[PROBLEM]
In the passage on visioning and self care, what two roles does the writer say would be exciting to take on in a village or small community?

[GIVEN PASSAGE]
It’s an important thing to be visioning. The framework I have is a village or small community in which there are people who grow food, people who grow medicine, people who make the things that people need and use. I’d be excited to be a community herbalist and candlemaker and have a place to live and work and people to share meals with and to play an active role in supporting the health of a community living in balance and right relationship with the earth, and with other communities of people, plants, and animals.
Given that we’re living in the time and place and world we’re living in, I know we’ve got a ways to go. I’d love to hear about the things or people that inspire you, and what you do for self care.
The plants and animals I share this space with are a big part of what inspires me. Central to the Blue Otter teachings is that a deep understanding of my own energetics is required for me to learn from and connect with the energetic and spiritual properties of plants, and to connect deeply with clients in a clinical herbalist capacity. How deeply I am willing to go in my own self work with my own healing, self knowledge, and transformation is the limiting factor on how deep I’m able to go with clients. I haven’t been able to be connected with my own energetics, vitality, or pacing in a city space. A big part of my being here has been about learning — not just getting out of the city to escape the city, but choosing intentionally to be in a space with low electromagnetic fields, low pollution and toxicity, and low social stimulation. Living where and in the way that I do has allowed me to learn how to regulate my own nervous system, how to live inside of my own rhythms and pacing, and feel my own power and what I want to give this beautiful planet.
Taking care of myself right now means getting enough sleep and rest, and being in a solid routine, eating meals that have vegetable and protein, and water in my body and my body in water frequently. I take herbs, I do plant meditations, and I have some somatic bodywork and therapy that helps me continue to learn about my own energetic and emotional patterns. Being with my kitty is a big part of my self care. He has totally saved me, I couldn’t be here without other people, without him. Being around Boy Boy, who seems to have such an incredible capacity for love and connection, has also been so opening and instructive. I’ve never had this kind of relationship with an non-human companion. I love him so, so much.
Something I’m thinking about right now is just that energy is real. Energetics are hugely formative in everyone’s life and in the cultures we live inside of. There’s a lot happening under the surface that influences what is possible, what is happening, what is tolerated. For a lot of people, under the surface is unseen and therefore it doesn’t exist. Everyone is impacted by energetics, and some of us can feel and attune to it, and for me a big part of radical transformative magic is making those “hidden” currents visible and felt.
There’s a lot of need for magic around shifting conditions. It’s not about denying the material; I’m not saying magical thinking or a positive attitude will be enough to overcome tyranny and fascism and oppression. We have to be in real, honest connection with the material conditions we’re inside, fighting and protecting those of us who are most vulnerable to the violence and oppression of our time, and be deeply transforming all of those relationships in trying to make the world that we want in material, magical, and energetic realms. This dreamy liberated world after the revolution is not some future destination. It is a path that we make with our work, our magic, our relationships, our hearts, and our spirits, and our bodies. How we move and be inside of that path is essential. That’s what I’m learning to embody and extend toward these days.

Records taken from a dataset
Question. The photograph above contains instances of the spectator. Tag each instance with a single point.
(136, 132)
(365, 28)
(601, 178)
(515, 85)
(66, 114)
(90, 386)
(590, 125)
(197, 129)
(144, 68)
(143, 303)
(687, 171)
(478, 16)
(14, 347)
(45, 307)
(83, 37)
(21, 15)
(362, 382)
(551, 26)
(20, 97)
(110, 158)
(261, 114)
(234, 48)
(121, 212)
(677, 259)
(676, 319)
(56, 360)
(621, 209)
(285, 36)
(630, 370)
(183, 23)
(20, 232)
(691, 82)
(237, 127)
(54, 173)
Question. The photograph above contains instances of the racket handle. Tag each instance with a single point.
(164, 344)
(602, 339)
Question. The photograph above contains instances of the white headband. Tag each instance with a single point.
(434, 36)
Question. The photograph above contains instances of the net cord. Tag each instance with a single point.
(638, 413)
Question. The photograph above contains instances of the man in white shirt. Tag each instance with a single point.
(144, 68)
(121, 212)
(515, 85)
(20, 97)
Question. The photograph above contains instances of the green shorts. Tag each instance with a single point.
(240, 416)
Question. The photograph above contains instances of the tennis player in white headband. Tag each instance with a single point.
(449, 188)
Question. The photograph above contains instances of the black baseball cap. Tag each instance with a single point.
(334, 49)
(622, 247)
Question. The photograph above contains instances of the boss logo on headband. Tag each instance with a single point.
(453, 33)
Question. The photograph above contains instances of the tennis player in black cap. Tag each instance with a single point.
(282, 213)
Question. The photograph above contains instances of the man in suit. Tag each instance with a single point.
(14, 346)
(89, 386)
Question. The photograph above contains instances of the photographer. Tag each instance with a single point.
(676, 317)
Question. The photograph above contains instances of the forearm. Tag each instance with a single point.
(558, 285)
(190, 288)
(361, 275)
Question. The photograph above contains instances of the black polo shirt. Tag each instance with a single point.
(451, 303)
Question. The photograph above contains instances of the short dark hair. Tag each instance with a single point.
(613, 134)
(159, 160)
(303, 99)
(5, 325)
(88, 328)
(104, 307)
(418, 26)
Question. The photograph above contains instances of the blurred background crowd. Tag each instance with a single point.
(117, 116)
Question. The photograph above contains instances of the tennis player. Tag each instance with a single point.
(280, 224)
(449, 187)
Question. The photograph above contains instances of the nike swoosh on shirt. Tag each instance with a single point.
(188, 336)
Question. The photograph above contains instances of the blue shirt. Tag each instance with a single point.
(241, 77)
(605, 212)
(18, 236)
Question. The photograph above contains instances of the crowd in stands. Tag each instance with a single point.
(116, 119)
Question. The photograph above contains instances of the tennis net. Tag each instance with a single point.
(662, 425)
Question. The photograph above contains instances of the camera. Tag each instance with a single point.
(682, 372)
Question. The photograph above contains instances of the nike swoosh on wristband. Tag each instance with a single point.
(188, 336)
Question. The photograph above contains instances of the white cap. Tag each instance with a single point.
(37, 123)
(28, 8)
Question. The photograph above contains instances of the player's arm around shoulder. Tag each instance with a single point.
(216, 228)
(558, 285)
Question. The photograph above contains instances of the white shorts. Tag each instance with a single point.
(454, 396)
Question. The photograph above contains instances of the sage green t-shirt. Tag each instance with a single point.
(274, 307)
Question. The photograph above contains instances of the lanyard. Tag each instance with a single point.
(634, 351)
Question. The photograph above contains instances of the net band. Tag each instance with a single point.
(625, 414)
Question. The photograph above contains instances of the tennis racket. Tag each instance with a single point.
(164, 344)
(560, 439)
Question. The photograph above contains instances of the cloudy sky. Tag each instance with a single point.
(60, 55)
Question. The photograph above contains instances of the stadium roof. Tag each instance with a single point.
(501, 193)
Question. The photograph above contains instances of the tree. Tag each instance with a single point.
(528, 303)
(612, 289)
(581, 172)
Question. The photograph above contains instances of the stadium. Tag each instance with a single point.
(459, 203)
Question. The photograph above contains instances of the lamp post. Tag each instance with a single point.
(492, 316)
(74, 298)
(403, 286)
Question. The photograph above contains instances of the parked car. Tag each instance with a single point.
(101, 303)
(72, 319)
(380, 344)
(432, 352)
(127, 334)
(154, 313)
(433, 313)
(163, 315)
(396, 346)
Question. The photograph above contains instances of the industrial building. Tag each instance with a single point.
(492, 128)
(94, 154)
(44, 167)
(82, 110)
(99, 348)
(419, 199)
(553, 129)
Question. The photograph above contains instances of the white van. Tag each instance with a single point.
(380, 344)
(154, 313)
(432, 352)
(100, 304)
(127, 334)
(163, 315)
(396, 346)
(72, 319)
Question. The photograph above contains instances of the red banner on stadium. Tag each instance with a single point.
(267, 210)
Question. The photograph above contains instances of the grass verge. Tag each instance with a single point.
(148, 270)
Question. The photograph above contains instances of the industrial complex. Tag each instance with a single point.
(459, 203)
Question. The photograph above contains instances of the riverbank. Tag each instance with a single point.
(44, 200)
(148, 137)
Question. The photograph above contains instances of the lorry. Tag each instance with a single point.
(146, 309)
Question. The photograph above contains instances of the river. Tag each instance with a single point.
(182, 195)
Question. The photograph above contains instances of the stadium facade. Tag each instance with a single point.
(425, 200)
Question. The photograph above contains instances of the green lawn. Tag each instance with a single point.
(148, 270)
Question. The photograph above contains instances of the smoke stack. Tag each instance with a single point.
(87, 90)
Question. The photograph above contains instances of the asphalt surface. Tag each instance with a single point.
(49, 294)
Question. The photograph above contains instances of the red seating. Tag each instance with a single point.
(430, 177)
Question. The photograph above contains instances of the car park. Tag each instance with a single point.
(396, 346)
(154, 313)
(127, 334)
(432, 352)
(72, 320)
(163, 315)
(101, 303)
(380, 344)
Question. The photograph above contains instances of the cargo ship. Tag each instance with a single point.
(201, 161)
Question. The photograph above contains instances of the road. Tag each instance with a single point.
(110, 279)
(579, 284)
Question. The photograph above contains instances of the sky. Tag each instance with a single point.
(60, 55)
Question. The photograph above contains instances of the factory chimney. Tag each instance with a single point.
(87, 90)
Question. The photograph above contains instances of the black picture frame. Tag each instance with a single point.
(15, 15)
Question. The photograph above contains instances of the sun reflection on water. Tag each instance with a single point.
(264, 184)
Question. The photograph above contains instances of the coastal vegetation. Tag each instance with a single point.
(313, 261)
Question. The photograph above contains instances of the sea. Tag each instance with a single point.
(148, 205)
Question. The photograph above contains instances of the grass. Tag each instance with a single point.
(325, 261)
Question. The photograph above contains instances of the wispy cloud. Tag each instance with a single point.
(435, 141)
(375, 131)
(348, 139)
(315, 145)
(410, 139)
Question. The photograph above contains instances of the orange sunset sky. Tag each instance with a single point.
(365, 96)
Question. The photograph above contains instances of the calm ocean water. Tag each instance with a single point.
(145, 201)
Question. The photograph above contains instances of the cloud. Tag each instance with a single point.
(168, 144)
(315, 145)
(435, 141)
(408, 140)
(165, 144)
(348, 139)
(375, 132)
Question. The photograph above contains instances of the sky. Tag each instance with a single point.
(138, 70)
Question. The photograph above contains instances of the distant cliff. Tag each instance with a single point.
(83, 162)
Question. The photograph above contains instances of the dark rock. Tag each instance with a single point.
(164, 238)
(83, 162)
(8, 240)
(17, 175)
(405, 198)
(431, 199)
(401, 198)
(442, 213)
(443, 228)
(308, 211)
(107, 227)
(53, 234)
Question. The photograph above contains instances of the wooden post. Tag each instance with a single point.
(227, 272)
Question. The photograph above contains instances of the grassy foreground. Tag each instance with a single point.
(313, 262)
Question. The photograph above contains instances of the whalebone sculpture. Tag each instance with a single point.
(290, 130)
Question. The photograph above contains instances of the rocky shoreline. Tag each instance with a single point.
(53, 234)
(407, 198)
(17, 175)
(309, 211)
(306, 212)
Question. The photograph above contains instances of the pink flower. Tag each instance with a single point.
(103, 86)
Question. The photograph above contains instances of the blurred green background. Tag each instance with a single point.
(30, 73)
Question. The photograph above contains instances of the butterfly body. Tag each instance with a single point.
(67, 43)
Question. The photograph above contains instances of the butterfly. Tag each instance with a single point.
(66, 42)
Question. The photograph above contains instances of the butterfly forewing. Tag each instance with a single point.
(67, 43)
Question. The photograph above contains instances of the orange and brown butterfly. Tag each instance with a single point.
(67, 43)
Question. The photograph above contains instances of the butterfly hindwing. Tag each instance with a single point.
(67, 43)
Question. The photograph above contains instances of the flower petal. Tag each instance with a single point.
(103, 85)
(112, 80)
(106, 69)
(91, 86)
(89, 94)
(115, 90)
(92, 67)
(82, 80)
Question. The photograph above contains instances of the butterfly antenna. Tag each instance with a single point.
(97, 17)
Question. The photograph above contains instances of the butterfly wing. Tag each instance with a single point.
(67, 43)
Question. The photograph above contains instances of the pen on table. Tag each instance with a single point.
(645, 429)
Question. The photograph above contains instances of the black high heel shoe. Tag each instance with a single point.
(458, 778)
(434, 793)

[RESPONSE]
Community herbalist and candlemaker.